Written instruction:
Count the lines in the data below that contain the word "leaf". Reply with the number alone.

(Excerpts from point annotation data)
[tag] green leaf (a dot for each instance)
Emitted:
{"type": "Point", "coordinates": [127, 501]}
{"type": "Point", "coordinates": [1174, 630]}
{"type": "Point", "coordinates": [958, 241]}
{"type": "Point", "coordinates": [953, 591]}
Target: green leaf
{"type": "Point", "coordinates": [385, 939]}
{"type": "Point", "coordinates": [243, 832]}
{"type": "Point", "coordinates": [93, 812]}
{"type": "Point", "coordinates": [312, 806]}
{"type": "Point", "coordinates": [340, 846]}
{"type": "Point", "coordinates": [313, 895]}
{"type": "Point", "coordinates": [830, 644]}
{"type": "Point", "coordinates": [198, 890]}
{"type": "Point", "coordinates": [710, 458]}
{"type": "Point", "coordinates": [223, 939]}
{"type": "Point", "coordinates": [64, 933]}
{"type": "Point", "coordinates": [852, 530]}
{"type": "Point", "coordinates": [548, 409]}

Answer for this exercise:
2